## PROBLEM REQUIREMENTS
Reproduce the entries that follow verbatim, down to the final line.

[Stored items]
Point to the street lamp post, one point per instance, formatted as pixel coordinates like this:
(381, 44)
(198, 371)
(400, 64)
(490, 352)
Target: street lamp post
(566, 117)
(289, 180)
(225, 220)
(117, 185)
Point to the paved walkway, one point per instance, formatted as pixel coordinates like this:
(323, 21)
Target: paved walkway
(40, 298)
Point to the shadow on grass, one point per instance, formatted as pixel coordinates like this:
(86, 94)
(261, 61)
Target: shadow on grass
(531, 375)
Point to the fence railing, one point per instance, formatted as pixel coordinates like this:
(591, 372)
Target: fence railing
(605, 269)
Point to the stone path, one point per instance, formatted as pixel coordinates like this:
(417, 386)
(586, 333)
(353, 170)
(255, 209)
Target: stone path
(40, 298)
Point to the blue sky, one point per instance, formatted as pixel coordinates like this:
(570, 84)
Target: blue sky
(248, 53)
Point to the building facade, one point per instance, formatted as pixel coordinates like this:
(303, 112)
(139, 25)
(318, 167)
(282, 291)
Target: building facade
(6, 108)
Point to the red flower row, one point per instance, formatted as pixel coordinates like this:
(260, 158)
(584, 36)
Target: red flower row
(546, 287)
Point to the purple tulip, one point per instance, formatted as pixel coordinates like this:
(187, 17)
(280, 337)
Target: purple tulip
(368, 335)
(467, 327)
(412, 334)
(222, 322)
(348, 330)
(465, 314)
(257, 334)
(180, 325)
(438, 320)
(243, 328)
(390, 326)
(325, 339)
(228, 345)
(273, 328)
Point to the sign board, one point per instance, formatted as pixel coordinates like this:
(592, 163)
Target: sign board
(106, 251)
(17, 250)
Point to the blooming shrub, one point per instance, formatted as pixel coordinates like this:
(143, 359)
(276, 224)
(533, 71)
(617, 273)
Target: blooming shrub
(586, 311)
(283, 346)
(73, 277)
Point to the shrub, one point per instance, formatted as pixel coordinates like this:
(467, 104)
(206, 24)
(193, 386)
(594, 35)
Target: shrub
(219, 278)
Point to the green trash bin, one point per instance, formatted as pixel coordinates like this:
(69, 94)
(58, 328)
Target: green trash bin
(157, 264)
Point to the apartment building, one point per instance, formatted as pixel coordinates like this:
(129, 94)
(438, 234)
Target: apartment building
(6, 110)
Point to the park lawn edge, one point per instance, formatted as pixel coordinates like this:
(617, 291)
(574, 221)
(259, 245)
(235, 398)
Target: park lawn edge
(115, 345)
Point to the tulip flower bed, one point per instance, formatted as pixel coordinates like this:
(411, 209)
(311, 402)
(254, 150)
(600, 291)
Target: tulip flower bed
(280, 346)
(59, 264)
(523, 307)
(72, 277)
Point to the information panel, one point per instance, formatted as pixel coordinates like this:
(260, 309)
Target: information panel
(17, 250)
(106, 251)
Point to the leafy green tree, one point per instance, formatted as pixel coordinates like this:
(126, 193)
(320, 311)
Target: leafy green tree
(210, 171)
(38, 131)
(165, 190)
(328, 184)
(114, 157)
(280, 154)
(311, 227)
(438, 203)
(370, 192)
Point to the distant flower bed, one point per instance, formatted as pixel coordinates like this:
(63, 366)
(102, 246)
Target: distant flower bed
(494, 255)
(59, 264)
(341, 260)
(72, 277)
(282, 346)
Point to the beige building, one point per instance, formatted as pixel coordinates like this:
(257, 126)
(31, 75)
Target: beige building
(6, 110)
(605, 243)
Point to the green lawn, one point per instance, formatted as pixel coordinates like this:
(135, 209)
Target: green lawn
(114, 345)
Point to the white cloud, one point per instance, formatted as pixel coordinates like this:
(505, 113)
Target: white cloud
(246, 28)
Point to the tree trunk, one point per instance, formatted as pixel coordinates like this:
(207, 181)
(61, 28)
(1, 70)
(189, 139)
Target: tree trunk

## SOLUTION FOR THIS PROBLEM
Point to the street lamp post, one point per instance, formatted as pixel coordinates like this:
(381, 44)
(198, 371)
(400, 64)
(490, 352)
Target: street lamp post
(566, 117)
(289, 180)
(225, 220)
(117, 185)
Point to the paved walkway, one point per instance, formatted as pixel coordinates like this:
(323, 21)
Target: paved walkway
(40, 298)
Point to the shadow on grass, one point per instance, formatted as pixel coordinates like this:
(86, 94)
(261, 61)
Target: shadow on grass
(531, 375)
Point to the fence railing, one point per instance, formatted as pixel coordinates like this:
(591, 372)
Target: fence railing
(605, 269)
Point to the stone path, one point per instance, formatted as pixel coordinates like this:
(417, 386)
(586, 333)
(353, 170)
(255, 209)
Target: stone path
(40, 298)
Point to the blue sky, one point per instance, formatted as pixel coordinates like this:
(570, 84)
Target: blue sky
(248, 53)
Point to the building facade, one point per instance, formatted as pixel coordinates like this:
(303, 112)
(139, 25)
(318, 167)
(282, 291)
Target: building facade
(6, 108)
Point to the red flower row, one point per instance, formatted as pixel coordinates like this:
(260, 158)
(584, 36)
Target: red flower row
(546, 287)
Point to the purple tulip, one point per instance, formatted as pixel coordinates like this:
(187, 17)
(280, 337)
Target: purple tulip
(368, 335)
(467, 327)
(412, 334)
(222, 322)
(348, 330)
(465, 314)
(257, 334)
(180, 325)
(438, 320)
(243, 328)
(390, 326)
(325, 339)
(228, 345)
(273, 328)
Point to the sign board, one point per instance, formatted as pixel coordinates like this:
(592, 163)
Target: sign board
(106, 251)
(17, 250)
Point to the blooming shrub, one point per instance, formatted as pixel coordinates like this:
(143, 359)
(276, 224)
(533, 71)
(617, 273)
Target: blooming shrub
(586, 311)
(283, 346)
(73, 277)
Point to the shrub, one point per instance, formatted as pixel coordinates like this:
(467, 104)
(206, 24)
(193, 386)
(594, 35)
Target: shrub
(219, 278)
Point to the green trash bin, one point per instance, formatted as pixel coordinates like this:
(69, 94)
(58, 328)
Target: green trash bin
(157, 264)
Point to the apartment building, one point per instance, formatted as pixel coordinates like this:
(129, 94)
(438, 234)
Target: apartment building
(6, 110)
Point to the park lawn edge, one point per instance, formatted as pixel coordinates like this:
(617, 291)
(574, 221)
(259, 245)
(235, 398)
Target: park lawn edge
(115, 345)
Point to the tulip flower bed, one point per instance, formatted as pixel coordinates like this:
(411, 209)
(311, 402)
(254, 150)
(600, 291)
Target: tulip flower bed
(280, 346)
(59, 264)
(523, 307)
(72, 277)
Point to the information panel, one point per instance, formatted as pixel coordinates like this:
(260, 309)
Target: information panel
(17, 250)
(106, 251)
Point to the leafy green tree, one point per instance, formatted as pixel coordinates like this:
(126, 193)
(320, 311)
Target: leafy green tree
(210, 171)
(38, 131)
(165, 190)
(328, 184)
(114, 157)
(280, 154)
(311, 227)
(438, 203)
(370, 192)
Point to the distant flower bed, one point per instance, formatted as pixel coordinates like this:
(63, 366)
(102, 246)
Target: distant flower bed
(494, 255)
(59, 264)
(341, 260)
(72, 277)
(282, 346)
Point to the beige building, one point per instance, formatted as pixel coordinates like this:
(257, 126)
(31, 75)
Target: beige building
(6, 110)
(605, 243)
Point to the green lawn, one point per instance, formatted as pixel coordinates like this:
(135, 209)
Target: green lawn
(114, 345)
Point to the white cloud, one point per instance, formatted as pixel coordinates like this:
(505, 113)
Target: white cloud
(246, 28)
Point to the tree trunk, one point per instance, formatted as pixel coordinates like this:
(207, 181)
(61, 28)
(1, 70)
(189, 139)
Target: tree trunk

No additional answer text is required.